PROVIDED RECORDS —
* Begin *
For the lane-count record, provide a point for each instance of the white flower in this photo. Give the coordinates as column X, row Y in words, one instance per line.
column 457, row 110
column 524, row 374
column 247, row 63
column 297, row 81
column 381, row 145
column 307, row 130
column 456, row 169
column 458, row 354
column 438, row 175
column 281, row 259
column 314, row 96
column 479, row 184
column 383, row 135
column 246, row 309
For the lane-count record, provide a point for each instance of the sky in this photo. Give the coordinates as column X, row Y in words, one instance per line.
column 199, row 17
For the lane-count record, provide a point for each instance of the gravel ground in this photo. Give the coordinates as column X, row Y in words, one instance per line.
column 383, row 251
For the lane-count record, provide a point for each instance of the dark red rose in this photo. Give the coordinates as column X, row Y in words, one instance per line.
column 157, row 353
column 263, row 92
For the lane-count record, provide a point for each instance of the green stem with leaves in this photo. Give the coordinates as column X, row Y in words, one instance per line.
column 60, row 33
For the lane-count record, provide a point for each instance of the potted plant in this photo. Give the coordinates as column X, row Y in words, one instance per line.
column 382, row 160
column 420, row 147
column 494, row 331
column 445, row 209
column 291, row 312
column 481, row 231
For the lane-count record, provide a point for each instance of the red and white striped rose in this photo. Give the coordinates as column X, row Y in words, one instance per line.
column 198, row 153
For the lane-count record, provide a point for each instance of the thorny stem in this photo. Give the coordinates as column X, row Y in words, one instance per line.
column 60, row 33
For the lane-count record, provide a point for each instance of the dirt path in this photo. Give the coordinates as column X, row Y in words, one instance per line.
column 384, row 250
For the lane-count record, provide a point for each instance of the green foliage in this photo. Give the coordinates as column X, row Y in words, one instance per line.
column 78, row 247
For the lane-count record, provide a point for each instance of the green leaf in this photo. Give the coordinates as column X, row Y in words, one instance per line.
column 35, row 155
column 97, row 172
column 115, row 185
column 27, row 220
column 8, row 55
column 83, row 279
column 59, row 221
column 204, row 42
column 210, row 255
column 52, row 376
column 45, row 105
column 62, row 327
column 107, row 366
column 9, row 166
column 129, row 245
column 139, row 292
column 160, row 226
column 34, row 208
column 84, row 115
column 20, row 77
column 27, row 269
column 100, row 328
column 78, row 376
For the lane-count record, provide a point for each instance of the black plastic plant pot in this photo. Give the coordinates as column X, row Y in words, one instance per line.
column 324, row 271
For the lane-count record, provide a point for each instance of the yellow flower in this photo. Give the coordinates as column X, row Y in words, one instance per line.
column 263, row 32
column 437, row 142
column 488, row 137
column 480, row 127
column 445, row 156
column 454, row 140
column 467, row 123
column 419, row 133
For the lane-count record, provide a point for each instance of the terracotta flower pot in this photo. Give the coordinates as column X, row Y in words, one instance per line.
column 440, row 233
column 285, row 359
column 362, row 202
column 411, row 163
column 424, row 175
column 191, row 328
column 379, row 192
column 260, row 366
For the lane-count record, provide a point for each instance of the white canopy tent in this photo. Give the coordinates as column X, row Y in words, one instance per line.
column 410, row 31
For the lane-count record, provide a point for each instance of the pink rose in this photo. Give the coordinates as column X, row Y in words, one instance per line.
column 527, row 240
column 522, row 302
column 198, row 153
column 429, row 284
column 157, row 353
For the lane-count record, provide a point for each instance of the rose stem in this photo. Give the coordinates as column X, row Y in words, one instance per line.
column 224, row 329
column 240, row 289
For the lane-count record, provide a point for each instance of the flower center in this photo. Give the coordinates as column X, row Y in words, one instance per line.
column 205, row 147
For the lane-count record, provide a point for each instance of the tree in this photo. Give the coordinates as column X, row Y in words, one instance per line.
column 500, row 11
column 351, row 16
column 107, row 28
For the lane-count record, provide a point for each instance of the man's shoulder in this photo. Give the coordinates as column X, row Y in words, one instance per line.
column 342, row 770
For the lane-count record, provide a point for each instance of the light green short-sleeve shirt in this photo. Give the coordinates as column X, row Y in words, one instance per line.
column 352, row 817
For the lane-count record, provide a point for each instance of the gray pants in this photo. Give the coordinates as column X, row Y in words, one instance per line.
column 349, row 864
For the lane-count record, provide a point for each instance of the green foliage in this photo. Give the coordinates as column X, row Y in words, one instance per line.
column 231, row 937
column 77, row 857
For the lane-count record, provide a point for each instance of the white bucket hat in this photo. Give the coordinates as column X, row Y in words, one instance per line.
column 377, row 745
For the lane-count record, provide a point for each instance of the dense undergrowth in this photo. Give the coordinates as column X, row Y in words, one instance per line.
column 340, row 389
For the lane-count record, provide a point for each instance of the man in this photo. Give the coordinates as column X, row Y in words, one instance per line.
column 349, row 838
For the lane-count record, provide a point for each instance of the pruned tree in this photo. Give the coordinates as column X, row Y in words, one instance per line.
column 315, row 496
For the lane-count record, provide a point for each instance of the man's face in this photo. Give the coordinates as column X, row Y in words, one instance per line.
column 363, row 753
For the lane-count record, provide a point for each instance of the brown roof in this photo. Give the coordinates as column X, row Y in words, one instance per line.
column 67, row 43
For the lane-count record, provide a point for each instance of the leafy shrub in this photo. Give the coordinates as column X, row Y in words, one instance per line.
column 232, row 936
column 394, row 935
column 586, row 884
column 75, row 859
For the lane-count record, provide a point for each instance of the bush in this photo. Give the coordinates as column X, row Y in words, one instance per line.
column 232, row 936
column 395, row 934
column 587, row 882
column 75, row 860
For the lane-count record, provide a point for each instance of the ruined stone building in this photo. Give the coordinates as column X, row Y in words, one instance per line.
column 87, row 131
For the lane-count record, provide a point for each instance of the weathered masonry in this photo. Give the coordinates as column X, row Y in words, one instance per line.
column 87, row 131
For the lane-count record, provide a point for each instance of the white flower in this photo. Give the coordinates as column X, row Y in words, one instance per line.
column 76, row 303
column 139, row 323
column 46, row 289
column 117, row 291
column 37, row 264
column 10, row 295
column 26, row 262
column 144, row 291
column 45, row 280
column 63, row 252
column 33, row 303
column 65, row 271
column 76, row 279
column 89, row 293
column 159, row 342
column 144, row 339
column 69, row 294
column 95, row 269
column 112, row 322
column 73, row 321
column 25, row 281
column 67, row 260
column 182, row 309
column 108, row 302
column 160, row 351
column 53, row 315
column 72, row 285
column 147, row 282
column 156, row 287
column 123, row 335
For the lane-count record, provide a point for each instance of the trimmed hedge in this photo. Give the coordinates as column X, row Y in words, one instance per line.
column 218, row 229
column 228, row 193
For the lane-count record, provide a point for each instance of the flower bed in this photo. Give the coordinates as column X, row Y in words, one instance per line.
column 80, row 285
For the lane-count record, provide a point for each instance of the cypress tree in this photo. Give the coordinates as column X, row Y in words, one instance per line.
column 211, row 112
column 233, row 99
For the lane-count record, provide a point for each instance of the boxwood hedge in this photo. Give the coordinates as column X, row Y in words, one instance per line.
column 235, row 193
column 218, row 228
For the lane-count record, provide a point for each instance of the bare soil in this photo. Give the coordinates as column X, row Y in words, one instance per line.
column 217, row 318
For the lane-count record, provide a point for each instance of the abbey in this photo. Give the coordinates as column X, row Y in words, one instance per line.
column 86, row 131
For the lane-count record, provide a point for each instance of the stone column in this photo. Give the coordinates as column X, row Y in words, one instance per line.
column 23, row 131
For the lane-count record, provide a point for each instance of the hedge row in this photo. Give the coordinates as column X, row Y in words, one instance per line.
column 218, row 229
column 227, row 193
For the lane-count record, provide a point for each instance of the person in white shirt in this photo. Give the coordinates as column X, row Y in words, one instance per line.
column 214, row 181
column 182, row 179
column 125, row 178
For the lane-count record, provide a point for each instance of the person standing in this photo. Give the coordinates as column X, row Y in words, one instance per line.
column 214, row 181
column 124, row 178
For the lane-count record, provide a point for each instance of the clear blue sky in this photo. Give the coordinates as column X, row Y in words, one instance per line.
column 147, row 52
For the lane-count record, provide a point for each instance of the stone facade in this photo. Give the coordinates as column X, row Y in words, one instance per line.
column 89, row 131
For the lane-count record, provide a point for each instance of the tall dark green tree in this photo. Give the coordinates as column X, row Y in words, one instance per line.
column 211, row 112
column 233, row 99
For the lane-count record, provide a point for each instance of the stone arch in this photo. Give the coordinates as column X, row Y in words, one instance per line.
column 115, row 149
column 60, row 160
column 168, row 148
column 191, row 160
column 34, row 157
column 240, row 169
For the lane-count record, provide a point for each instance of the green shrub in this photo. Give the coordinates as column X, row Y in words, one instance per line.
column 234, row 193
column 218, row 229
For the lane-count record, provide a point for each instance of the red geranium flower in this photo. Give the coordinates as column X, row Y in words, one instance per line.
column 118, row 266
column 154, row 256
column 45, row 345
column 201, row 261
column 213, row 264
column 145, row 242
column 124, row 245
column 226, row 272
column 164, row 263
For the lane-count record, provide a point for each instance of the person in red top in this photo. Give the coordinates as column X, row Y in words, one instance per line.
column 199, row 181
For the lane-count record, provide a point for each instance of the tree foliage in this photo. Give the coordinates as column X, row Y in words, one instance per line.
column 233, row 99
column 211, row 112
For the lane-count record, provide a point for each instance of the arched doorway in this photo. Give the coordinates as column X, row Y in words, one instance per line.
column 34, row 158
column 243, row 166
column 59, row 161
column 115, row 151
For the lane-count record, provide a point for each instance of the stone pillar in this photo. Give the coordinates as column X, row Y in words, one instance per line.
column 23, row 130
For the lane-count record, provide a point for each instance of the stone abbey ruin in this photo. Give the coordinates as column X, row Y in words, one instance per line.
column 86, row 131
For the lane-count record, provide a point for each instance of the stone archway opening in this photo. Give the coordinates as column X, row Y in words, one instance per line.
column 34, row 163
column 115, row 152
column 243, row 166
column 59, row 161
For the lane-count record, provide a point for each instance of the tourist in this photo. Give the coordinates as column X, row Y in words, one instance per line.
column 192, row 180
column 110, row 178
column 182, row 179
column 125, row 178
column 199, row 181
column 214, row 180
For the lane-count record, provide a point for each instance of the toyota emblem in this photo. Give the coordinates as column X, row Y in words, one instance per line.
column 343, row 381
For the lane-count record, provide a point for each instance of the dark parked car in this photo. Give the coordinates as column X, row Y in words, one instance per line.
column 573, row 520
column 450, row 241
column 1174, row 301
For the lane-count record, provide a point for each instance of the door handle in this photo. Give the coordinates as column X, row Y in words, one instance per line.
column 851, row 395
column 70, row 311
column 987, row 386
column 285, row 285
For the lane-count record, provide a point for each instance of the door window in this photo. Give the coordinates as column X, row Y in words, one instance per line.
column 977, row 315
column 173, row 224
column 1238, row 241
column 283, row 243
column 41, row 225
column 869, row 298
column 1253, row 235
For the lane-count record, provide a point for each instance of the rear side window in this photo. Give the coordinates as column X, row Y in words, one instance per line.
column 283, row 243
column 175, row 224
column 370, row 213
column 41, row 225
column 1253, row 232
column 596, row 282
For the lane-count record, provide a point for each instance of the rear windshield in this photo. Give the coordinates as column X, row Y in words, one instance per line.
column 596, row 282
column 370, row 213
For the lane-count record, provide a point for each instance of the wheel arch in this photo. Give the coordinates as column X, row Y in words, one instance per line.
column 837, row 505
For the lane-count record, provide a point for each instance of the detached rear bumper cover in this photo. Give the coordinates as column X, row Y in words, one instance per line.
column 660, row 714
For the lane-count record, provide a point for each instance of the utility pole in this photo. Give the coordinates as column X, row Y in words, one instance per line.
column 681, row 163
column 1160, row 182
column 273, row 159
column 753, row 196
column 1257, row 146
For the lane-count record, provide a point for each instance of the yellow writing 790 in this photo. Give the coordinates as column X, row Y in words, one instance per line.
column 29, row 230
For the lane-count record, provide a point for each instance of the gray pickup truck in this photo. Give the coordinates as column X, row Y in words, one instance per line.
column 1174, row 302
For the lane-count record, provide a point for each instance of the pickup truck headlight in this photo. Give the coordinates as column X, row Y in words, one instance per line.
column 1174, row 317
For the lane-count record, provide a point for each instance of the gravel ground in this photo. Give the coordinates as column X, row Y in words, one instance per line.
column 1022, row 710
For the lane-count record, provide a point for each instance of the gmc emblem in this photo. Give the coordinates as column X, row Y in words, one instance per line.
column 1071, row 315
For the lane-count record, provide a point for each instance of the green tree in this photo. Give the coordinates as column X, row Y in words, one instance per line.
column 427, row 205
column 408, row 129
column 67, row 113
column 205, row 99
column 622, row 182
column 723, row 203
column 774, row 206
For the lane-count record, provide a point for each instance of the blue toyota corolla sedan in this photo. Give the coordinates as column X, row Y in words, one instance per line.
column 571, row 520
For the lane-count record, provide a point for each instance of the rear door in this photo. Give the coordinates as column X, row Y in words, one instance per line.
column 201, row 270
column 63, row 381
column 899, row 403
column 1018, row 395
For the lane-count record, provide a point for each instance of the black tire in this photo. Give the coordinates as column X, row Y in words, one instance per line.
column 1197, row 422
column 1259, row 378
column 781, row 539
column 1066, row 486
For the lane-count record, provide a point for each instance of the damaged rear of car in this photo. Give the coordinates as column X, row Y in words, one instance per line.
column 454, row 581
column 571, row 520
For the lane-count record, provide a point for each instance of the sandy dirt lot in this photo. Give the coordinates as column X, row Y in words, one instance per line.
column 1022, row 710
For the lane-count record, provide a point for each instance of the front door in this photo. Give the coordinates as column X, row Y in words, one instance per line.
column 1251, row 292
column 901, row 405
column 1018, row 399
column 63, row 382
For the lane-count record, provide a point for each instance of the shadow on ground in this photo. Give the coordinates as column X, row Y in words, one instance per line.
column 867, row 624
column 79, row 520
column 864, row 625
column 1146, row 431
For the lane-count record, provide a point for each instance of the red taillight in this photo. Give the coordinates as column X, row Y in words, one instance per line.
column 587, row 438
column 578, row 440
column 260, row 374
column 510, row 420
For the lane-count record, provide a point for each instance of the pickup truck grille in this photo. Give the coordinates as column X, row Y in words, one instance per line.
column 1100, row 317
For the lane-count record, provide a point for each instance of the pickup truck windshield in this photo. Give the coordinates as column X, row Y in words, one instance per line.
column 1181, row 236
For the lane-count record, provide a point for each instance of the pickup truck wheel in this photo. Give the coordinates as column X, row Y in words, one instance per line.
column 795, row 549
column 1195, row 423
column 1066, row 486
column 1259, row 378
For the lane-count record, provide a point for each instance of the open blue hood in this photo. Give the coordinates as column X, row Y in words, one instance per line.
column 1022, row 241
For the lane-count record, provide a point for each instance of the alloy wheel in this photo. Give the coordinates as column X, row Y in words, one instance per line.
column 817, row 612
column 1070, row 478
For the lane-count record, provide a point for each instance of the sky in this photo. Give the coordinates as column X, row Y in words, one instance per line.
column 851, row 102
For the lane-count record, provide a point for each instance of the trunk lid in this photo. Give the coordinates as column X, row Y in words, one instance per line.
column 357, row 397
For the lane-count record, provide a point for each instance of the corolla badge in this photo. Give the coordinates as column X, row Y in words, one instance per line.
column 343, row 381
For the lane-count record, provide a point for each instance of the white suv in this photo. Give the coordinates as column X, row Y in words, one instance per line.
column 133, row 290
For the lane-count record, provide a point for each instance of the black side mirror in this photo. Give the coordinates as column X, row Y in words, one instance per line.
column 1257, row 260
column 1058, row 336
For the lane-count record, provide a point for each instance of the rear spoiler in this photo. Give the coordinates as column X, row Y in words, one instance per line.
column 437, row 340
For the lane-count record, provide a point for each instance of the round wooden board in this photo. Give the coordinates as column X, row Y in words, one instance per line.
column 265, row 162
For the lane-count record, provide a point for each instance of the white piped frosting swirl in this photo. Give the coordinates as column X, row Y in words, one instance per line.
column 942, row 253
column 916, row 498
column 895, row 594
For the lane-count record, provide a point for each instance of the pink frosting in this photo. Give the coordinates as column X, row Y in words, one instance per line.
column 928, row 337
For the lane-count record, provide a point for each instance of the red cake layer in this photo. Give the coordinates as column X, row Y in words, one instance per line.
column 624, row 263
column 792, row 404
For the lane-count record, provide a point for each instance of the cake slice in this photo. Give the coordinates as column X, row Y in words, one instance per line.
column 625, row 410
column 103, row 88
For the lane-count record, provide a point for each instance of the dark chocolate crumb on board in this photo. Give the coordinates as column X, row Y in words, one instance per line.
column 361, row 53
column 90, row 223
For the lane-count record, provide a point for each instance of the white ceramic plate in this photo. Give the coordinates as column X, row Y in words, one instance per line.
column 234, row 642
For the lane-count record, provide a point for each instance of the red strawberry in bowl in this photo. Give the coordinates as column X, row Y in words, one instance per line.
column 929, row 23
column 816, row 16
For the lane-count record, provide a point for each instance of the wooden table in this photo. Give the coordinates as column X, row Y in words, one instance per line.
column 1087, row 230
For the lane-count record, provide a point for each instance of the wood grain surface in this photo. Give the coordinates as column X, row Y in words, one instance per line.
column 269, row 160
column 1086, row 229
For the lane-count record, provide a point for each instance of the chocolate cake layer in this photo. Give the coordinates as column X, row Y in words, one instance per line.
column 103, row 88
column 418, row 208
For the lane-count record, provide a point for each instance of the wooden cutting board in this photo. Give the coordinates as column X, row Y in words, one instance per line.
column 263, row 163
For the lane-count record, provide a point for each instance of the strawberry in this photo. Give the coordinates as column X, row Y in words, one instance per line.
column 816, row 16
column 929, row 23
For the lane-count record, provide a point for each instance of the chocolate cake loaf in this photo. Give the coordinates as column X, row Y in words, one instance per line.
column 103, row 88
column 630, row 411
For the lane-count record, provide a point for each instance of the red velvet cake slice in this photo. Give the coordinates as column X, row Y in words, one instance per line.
* End *
WHAT THE EXERCISE ASKS — Can you copy word for word the lines of the listing above, starting at the line containing "of the leafy" and ending at the line containing "column 75, row 859", with both of those lines included?

ANSWER TO THE PROBLEM —
For the lane-count record, provide a point for each instance of the leafy shrub in this photo. Give the coordinates as column X, row Y in words, one instance per line.
column 232, row 936
column 394, row 935
column 586, row 884
column 75, row 859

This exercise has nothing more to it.